(Input data)
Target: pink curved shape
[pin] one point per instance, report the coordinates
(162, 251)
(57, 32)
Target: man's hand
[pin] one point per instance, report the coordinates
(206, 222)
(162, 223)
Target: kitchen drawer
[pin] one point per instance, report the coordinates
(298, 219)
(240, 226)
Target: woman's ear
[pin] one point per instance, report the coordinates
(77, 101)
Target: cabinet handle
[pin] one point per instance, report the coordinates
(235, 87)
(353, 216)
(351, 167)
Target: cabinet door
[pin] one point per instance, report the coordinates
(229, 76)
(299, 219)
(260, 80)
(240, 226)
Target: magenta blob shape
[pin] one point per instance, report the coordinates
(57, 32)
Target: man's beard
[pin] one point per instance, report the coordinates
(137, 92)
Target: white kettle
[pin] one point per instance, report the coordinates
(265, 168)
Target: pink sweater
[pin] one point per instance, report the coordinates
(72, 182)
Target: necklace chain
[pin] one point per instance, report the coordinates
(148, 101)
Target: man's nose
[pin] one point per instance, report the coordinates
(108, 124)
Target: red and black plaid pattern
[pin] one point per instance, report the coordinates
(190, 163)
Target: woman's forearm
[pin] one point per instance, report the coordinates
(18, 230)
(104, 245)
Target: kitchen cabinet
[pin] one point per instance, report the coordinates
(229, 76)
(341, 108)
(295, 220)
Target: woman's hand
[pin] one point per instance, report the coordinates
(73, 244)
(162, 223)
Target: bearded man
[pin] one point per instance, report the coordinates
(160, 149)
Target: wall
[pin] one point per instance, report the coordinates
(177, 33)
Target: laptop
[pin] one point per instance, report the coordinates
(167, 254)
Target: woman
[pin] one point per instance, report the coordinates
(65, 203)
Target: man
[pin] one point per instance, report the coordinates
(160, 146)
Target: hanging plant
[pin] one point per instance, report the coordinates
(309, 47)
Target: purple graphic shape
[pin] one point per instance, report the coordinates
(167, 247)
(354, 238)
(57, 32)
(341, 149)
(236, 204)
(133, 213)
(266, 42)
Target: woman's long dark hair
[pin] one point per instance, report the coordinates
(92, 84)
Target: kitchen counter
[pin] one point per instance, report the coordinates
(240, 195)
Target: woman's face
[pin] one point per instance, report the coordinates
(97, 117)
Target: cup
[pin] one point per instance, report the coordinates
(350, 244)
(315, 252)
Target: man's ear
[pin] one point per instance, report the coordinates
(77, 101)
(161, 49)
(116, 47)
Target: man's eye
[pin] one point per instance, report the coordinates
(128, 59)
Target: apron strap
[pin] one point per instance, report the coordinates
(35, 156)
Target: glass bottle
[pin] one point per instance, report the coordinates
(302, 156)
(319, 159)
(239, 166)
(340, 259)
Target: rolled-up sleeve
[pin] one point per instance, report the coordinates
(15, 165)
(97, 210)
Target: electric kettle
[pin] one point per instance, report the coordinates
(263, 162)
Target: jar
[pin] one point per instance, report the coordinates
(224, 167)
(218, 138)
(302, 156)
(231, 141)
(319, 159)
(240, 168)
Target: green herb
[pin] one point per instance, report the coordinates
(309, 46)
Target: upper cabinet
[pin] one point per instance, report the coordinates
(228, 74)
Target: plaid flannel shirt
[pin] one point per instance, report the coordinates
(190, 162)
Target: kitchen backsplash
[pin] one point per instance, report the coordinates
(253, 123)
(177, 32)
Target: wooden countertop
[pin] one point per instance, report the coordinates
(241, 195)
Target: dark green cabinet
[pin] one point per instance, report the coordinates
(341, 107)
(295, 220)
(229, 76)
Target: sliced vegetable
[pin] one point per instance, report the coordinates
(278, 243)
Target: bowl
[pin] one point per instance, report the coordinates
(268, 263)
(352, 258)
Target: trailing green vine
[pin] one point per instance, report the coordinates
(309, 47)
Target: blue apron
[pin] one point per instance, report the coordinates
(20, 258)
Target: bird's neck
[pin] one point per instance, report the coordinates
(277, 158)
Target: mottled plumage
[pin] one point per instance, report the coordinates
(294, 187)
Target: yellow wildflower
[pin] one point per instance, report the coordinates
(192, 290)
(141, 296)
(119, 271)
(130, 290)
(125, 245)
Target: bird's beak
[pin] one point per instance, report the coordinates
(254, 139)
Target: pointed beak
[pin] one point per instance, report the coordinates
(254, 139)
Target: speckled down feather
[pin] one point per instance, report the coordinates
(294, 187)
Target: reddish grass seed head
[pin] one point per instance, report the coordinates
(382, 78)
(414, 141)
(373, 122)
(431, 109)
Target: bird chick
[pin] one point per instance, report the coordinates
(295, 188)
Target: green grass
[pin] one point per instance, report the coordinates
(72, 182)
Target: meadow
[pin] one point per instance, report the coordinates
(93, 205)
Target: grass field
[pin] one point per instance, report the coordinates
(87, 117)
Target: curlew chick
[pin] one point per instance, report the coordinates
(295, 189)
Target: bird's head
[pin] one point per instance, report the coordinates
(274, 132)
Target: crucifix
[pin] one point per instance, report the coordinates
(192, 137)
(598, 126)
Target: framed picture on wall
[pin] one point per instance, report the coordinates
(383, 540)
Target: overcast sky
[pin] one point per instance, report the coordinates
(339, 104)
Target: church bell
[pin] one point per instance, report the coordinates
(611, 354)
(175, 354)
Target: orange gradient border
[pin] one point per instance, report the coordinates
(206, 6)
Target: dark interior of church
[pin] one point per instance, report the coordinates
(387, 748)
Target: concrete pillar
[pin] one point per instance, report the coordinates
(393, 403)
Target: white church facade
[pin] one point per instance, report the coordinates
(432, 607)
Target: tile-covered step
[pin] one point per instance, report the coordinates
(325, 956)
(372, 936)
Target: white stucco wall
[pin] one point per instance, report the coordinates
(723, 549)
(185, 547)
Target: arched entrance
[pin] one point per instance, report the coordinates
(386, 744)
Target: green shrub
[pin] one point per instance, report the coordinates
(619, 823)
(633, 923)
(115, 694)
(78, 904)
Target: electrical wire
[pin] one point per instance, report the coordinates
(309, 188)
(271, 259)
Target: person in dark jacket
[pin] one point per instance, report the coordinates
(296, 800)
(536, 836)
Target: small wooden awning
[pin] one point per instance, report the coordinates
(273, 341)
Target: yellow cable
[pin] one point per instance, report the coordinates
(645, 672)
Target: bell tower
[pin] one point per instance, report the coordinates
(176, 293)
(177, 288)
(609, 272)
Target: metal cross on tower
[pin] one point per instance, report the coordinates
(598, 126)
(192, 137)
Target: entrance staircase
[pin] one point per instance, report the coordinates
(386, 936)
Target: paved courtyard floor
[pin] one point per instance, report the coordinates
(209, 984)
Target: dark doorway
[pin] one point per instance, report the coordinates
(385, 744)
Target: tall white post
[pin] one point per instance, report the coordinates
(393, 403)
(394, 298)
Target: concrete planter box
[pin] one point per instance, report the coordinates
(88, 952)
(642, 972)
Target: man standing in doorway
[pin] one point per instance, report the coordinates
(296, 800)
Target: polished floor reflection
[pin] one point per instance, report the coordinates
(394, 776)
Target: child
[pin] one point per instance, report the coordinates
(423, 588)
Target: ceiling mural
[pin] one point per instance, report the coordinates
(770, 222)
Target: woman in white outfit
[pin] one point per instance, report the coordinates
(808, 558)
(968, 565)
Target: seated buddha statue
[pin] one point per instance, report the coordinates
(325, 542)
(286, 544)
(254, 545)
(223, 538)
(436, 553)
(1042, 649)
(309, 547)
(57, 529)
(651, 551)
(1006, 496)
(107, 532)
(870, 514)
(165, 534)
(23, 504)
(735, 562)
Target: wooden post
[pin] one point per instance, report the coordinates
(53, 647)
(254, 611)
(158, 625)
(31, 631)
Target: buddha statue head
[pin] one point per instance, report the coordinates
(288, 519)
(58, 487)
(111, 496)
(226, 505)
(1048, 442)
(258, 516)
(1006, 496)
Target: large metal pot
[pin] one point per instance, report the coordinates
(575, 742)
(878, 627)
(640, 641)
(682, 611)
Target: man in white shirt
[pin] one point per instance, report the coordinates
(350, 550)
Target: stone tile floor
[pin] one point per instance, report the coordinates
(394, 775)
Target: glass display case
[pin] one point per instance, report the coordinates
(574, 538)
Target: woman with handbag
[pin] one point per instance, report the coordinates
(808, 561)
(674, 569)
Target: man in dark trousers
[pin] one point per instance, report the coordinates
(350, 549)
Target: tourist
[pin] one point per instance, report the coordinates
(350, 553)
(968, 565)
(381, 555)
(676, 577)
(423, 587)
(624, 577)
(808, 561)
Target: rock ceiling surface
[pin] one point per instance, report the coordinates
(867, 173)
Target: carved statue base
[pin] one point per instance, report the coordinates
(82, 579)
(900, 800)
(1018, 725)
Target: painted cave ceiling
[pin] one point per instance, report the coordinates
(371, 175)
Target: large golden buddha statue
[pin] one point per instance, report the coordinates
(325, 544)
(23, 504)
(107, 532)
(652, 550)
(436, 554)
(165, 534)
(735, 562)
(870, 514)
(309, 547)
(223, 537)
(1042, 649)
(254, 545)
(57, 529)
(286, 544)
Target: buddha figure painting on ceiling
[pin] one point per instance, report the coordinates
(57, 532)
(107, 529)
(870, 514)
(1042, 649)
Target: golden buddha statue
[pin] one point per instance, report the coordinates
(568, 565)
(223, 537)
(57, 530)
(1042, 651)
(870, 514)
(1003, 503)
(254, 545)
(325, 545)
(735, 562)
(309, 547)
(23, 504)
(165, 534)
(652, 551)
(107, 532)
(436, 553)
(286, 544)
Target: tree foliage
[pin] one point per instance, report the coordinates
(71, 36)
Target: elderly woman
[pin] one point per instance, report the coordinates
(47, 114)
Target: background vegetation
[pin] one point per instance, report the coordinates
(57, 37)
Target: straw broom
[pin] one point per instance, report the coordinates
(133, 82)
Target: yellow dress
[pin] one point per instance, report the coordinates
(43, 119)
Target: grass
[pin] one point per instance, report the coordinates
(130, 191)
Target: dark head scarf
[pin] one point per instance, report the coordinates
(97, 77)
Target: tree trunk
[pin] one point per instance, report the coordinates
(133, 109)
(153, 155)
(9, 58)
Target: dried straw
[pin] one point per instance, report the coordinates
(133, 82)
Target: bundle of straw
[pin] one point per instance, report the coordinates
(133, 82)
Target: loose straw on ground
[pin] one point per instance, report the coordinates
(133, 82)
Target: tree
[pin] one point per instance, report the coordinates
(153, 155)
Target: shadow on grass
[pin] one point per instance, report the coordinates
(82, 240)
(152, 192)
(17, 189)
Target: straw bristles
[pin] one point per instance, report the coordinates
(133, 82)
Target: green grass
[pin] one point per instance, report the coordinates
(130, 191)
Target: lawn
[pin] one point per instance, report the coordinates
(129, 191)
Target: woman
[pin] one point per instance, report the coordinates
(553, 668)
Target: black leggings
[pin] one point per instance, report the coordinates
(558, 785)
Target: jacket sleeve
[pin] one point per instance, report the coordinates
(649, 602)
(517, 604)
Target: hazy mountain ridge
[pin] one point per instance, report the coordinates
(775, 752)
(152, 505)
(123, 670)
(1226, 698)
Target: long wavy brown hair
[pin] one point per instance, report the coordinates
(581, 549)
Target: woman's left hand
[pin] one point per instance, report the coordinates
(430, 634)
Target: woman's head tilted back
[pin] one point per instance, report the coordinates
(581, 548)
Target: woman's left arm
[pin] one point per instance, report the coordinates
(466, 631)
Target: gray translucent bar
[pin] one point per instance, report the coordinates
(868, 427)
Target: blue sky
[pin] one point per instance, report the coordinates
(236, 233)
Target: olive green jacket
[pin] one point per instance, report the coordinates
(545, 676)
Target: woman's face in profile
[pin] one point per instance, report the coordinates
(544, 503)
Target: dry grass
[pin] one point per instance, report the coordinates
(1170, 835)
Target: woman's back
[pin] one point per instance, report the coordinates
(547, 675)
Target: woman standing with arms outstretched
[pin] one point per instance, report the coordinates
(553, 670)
(End Input data)
- _About this exercise_
Look back at the entries above and repeat, unchanged, every line from the line holding "Target: straw bristles" through the line holding "Target: hazy mountain ridge".

- _Solved exercise_
Target: straw bristles
[pin] one point per instance, report the coordinates
(133, 82)
Target: green grass
[pin] one point per instance, report the coordinates
(130, 191)
Target: lawn
[pin] one point per instance, report the coordinates
(129, 191)
Target: woman
[pin] one point per instance, report the coordinates
(553, 668)
Target: black leggings
[pin] one point per instance, report the coordinates
(558, 785)
Target: jacket sleeve
[pin] one point per instance, report the coordinates
(649, 602)
(517, 604)
Target: hazy mountain ridge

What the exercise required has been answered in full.